> _YOUR GOAL_:
Put the lines below into a Markdown table with two columns, Row and Line, numbering the rows and skipping any blank lines. Leave the pictures out.

> _SUPPLIED DATA_:
______________________________

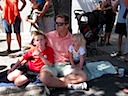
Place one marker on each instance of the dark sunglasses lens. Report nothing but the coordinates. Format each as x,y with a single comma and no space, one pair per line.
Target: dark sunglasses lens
59,24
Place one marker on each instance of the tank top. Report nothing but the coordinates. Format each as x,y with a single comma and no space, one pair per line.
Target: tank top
10,10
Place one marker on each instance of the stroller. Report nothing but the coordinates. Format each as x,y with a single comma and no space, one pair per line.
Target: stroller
91,26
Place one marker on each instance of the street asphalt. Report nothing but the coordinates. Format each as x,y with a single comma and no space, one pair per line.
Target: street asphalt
107,85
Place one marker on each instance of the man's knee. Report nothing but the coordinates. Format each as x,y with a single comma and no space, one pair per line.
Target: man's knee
44,77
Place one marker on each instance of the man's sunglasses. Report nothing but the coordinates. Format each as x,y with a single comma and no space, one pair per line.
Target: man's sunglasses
60,23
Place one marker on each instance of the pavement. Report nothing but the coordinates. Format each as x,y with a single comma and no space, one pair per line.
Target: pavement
107,85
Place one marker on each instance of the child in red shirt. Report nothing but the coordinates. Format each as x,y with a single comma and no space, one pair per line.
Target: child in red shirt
27,68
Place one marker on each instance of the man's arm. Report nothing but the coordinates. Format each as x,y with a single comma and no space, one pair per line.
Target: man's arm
45,8
24,4
125,3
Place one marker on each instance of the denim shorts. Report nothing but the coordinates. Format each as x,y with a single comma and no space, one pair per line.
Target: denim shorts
60,69
16,26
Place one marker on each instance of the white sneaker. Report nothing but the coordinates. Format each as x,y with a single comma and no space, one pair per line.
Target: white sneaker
80,86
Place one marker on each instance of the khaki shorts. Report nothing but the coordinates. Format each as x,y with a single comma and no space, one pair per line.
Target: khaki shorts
59,69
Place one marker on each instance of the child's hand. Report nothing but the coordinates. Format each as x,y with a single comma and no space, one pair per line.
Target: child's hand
37,53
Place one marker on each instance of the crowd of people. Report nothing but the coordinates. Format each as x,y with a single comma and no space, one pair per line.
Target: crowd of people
56,55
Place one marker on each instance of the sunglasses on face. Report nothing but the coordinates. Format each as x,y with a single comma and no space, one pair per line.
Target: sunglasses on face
60,23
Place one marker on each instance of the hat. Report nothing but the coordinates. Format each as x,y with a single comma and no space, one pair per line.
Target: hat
39,1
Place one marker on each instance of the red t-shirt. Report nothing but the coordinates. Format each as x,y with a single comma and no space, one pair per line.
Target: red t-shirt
34,62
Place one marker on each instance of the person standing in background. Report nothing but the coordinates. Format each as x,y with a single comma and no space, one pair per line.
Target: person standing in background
126,43
107,8
46,17
120,26
11,17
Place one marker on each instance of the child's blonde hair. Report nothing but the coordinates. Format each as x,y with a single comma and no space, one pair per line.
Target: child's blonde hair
80,38
38,32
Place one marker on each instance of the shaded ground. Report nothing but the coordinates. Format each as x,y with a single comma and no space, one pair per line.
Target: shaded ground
107,85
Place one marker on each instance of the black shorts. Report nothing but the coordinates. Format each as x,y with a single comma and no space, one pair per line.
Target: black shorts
121,29
30,74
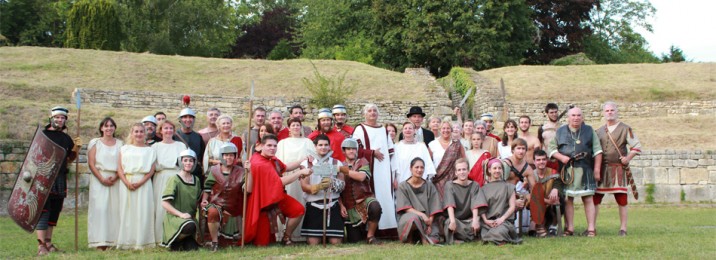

______________________________

> _SOLUTION FOR THIS PROBLEM_:
| Row | Line |
|---|---|
| 1 | Place one marker on each instance of the dark sunglasses lens. Report nothing but the coordinates. Format each as x,y with a single comma and no space, one pair per line. |
| 2 | Target: dark sunglasses lens |
| 3 | 59,24 |
| 4 | Place one marker on each instance of the tank top. Report nothing but the coordinates. Format each as x,y with a single comma and no space, one pair per line. |
| 5 | Target: tank top |
| 6 | 10,10 |
| 7 | Place one marker on each instance of the stroller. Report nothing but the coordinates. Format each as x,y with a single comma and no space, one pair per line. |
| 8 | Target: stroller |
| 9 | 91,26 |
| 10 | Place one marker on each instance of the street asphalt. Report nothing but the coordinates. Format each as x,y with a single comma and no space, one pair per line. |
| 11 | Target: street asphalt |
| 12 | 107,85 |
| 13 | Place one marker on each instance of the man's knee. Report nothing but the coordinates. Format each as x,y with a single comma and no space, one pair per line. |
| 14 | Target: man's knee |
| 15 | 44,77 |
| 16 | Place one marker on each instance of the man's sunglasses. Report nothing but the coordinates. Format each as x,y with a single comma and no space, one pair per line. |
| 17 | Target: man's sunglasses |
| 18 | 60,23 |
| 19 | Place one marker on each instance of the pavement. Report nothing but the coordinates. Format each as x,y with a single comma and no space, one pair per line. |
| 20 | Target: pavement |
| 21 | 107,85 |
| 22 | Place one marker on each instance of the child in red shirt. Report nothing but the coordinates. Format each as x,y with a single comma and no space, one pair per line. |
| 23 | Target: child in red shirt |
| 24 | 27,68 |
| 25 | Place one marker on each instance of the man's arm. Report nothing but the coordinates. Format each as x,y with a single comma and no space, one pair per line. |
| 26 | Target: man's arm |
| 27 | 45,8 |
| 28 | 24,4 |
| 29 | 125,3 |
| 30 | Place one marker on each instance of the denim shorts. Report nothing but the coordinates. Format each as x,y with a single comma and no space, one pair per line. |
| 31 | Target: denim shorts |
| 32 | 60,69 |
| 33 | 16,26 |
| 34 | Place one marker on each instance of the white sneaker. Report nothing but the coordinates. Format each as x,y with a single comma and no space, one pair per line. |
| 35 | Target: white sneaker |
| 36 | 80,86 |
| 37 | Place one marker on each instance of the khaki shorts. Report nothing but the coordinates. Format each as x,y with a single comma and no space, one pair per line. |
| 38 | Target: khaki shorts |
| 39 | 59,69 |
| 40 | Place one marker on each instance of the child's hand. Report nothing but the coordinates. Format each as x,y with a single comma and no space, one pair per line. |
| 41 | Target: child's hand |
| 42 | 37,53 |
| 43 | Place one marker on each instance of the crowd of people. Report nothing but the coordinates. Format each as x,y with a single comma and no space, one pair per line. |
| 44 | Target: crowd of people |
| 45 | 56,55 |
| 46 | Place one marker on each instance of the sunglasses on face. Report nothing but the coordinates. Format each as x,y with a single comma and no space, one pair per line. |
| 47 | Target: sunglasses on face |
| 48 | 60,23 |
| 49 | Place one marker on each instance of the hat. Report nothing but the coordinates. Format each as x,y with a single comma and no space, one pair per line. |
| 50 | Target: hat |
| 51 | 39,1 |
| 52 | Place one marker on each instance of the red t-shirt. Report nothing but the coordinates. Format each as x,y with a single comma and no space, one pair per line. |
| 53 | Target: red t-shirt |
| 54 | 34,62 |
| 55 | Place one marker on each instance of the person standing in background. Report nothing but the coordinates. Format each as x,y with a single comma and no space, one pair per line. |
| 56 | Target: person standing in background |
| 57 | 126,43 |
| 58 | 107,8 |
| 59 | 46,17 |
| 60 | 120,26 |
| 61 | 11,17 |
| 62 | Place one marker on each instance of the child's blonde hair. Report nothing but the coordinates. Format each as x,y with a single comma and no space, one pair per line. |
| 63 | Target: child's blonde hair |
| 64 | 80,38 |
| 65 | 38,32 |
| 66 | Place one marker on each instance of the shaded ground. Report nothing but the coordinates. Format each as x,y with a single comma and no space, one pair per line. |
| 67 | Target: shaded ground |
| 68 | 107,85 |
| 69 | Place one marker on each instance of the black shorts. Report nothing but the coordinates. Format each as x,y with a single comma and no space, one pair per line. |
| 70 | Target: black shorts |
| 71 | 121,29 |
| 72 | 30,74 |